▸ **Extract**:

It is nice to avoid calling effective_cpu_util() through the following
when EAS is not enabled:

cpu_overutilized()
\-util_fits_cpu()
   \- ...
     \-effective_cpu_util()

On 2/28/24 08:16, Shrikanth Hegde wrote:
> Overutilized field of root domain is only used for EAS(energy aware scheduler)
> to decide whether to do regular load balance or EAS aware load balance. It
> is not used if EAS not possible.
> 
> Currently enqueue_task_fair and task_tick_fair accesses, sometime updates
> this field. In update_sd_lb_stats it is updated often.
> Which causes cache contention due to load/store tearing and burns
> a lot of cycles. Hence add EAS check before updating this field.
> EAS check is optimized at compile time or it is static branch.
> Hence it shouldn't cost much.
> 
> With the patch, both enqueue_task_fair and newidle_balance don't show
> up as hot routines in perf profile.
> 
> 6.8-rc4:
> 7.18%  swapper          [kernel.vmlinux]              [k] enqueue_task_fair
> 6.78%  s                [kernel.vmlinux]              [k] newidle_balance
> +patch:
> 0.14%  swapper          [kernel.vmlinux]              [k] enqueue_task_fair
> 0.00%  swapper          [kernel.vmlinux]              [k] newidle_balance
> 
> Minor change; trace_sched_overutilized_tp expect that second argument to
> be bool. So do a int to bool conversion for that.
> 
> Fixes: 2802bf3cd936 ("sched/fair: Add over-utilization/tipping point indicator")
> Signed-off-by: Shrikanth Hegde <sshegde@linux.ibm.com>
> ---
>   kernel/sched/fair.c | 35 ++++++++++++++++++++++++-----------
>   1 file changed, 24 insertions(+), 11 deletions(-)

Records from a collection

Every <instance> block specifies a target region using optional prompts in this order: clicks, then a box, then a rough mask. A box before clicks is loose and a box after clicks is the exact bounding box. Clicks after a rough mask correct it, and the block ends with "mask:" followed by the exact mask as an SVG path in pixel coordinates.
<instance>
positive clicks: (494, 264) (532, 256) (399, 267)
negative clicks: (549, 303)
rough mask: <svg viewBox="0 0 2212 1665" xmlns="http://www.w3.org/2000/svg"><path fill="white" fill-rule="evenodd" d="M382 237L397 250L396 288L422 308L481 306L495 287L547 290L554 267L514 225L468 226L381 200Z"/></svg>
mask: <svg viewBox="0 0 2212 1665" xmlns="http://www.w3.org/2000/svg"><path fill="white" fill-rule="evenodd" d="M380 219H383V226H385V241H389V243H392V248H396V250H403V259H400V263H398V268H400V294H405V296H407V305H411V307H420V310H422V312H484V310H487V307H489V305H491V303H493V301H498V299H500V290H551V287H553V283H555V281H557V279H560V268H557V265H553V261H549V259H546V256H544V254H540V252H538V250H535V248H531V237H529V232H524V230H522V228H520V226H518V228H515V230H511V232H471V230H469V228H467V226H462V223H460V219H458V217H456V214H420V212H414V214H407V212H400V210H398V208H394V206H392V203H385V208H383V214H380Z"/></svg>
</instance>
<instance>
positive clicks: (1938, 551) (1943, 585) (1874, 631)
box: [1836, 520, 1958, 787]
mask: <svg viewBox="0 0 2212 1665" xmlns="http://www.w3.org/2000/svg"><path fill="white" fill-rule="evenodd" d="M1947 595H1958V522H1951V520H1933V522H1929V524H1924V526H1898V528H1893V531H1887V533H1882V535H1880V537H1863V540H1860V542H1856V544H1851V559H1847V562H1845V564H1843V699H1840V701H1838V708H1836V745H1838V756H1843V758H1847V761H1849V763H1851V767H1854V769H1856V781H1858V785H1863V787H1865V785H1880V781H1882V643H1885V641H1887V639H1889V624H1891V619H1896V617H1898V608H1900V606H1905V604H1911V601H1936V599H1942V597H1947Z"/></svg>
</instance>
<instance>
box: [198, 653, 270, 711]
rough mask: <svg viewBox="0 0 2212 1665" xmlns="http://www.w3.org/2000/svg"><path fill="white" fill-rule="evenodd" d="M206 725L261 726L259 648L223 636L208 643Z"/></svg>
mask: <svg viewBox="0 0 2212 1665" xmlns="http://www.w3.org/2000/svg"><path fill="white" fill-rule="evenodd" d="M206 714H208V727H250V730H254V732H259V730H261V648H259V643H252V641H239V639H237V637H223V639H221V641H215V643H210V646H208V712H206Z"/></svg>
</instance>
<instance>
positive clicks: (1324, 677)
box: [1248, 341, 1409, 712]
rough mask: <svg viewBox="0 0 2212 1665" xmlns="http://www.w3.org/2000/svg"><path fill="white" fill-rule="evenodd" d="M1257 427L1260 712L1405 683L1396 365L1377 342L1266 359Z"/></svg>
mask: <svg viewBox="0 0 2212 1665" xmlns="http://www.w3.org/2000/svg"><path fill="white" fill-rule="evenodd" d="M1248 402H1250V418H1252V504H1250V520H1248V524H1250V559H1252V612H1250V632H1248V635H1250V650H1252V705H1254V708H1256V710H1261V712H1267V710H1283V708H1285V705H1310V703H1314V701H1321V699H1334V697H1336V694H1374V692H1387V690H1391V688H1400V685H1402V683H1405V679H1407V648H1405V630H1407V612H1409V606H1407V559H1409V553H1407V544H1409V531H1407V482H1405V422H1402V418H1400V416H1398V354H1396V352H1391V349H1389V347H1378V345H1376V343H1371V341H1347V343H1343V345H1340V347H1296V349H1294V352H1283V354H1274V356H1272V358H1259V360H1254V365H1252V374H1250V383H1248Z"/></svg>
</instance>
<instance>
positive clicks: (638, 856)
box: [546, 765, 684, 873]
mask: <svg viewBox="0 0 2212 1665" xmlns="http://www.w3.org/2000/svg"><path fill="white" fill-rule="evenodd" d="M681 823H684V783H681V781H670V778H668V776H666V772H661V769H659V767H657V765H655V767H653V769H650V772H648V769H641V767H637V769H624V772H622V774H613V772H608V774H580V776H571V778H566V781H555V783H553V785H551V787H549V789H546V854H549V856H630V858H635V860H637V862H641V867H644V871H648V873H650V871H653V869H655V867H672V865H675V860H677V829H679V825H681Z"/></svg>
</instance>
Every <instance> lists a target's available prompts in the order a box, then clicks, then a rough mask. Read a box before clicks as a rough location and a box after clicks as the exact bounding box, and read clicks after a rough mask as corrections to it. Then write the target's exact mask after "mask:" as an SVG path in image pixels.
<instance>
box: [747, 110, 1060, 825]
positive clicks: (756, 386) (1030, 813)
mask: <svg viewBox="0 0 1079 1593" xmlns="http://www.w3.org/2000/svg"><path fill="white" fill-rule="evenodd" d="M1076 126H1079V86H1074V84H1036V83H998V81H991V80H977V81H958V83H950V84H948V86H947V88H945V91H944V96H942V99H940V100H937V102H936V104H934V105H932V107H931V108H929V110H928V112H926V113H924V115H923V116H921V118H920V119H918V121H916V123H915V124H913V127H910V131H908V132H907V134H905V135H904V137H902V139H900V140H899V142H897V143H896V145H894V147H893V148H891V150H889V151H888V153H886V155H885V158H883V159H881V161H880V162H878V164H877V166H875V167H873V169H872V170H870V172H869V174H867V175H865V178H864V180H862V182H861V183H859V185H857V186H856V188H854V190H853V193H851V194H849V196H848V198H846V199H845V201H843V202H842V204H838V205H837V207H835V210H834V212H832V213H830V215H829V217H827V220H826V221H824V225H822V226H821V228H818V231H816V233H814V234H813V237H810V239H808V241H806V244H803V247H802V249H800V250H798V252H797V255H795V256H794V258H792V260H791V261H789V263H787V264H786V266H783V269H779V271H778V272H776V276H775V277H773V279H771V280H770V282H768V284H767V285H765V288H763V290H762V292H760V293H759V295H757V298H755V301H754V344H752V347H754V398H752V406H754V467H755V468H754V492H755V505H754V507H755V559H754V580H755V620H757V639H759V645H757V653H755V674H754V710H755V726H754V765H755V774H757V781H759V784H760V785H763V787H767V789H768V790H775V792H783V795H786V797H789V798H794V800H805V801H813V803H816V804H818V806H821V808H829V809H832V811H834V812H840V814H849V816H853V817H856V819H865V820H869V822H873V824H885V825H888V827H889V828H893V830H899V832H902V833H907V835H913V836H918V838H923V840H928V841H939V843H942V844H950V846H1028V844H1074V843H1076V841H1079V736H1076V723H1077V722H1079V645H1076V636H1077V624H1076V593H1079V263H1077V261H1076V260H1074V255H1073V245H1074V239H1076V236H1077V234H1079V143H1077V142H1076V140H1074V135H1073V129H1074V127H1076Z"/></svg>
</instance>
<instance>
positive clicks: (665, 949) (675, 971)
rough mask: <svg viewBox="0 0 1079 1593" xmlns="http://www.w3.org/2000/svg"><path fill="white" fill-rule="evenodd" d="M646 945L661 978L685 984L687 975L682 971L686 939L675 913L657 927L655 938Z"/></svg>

▸ **Task set**:
[1] List every percentage figure in the perf profile lines of the scheduler patch thread, each with the routine it belongs to.
[2] Please continue the scheduler patch thread from the point where it stops.
The items above are not needed here.

▸ **Exercise results**:
[1]
- 7.18%: enqueue_task_fair
- 6.78%: newidle_balance
- 0.14%: enqueue_task_fair
- 0.00%: newidle_balance

[2]
> 
> diff --git a/kernel/sched/fair.c b/kernel/sched/fair.c
> index 8e30e2bb77a0..3105fb08b87e 100644
> --- a/kernel/sched/fair.c
> +++ b/kernel/sched/fair.c
> @@ -6670,15 +6670,30 @@ static inline bool cpu_overutilized(int cpu)
>   	return !util_fits_cpu(cpu_util_cfs(cpu), rq_util_min, rq_util_max, cpu);
>   }
> 
> -static inline void update_overutilized_status(struct rq *rq)
> +static inline void update_rd_overutilized_status(struct root_domain *rd,
> +						 int status)
>   {
> -	if (!READ_ONCE(rq->rd->overutilized) && cpu_overutilized(rq->cpu)) {
> -		WRITE_ONCE(rq->rd->overutilized, SG_OVERUTILIZED);
> -		trace_sched_overutilized_tp(rq->rd, SG_OVERUTILIZED);
> +	if (sched_energy_enabled()) {
> +		WRITE_ONCE(rd->overutilized, status);
> +		trace_sched_overutilized_tp(rd, !!status);
> +	}
> +}

NIT:
When called from check_update_overutilized_status(),
sched_energy_enabled() will be checked twice.

> +
> +static inline void check_update_overutilized_status(struct rq *rq)
> +{
> +	/*
> +	 * overutilized field is used for load balancing decisions only
> +	 * if energy aware scheduler is being used
> +	 */
> +	if (sched_energy_enabled()) {
> +		if (!READ_ONCE(rq->rd->overutilized) && cpu_overutilized(rq->cpu))
> +			update_rd_overutilized_status(rq->rd, SG_OVERUTILIZED);
>   	}
>   }
>   #else
> -static inline void update_overutilized_status(struct rq *rq) { }
> +static inline void check_update_overutilized_status(struct rq *rq) { }
> +static inline void update_rd_overutilized_status(struct root_domain *rd,
> +						 bool status) { }
>   #endif
> 
>   /* Runqueue only has SCHED_IDLE tasks enqueued */
> @@ -6779,7 +6794,7 @@ enqueue_task_fair(struct rq *rq, struct task_struct *p, int flags)
>   	 * and the following generally works well enough in practice.
>   	 */
>   	if (!task_new)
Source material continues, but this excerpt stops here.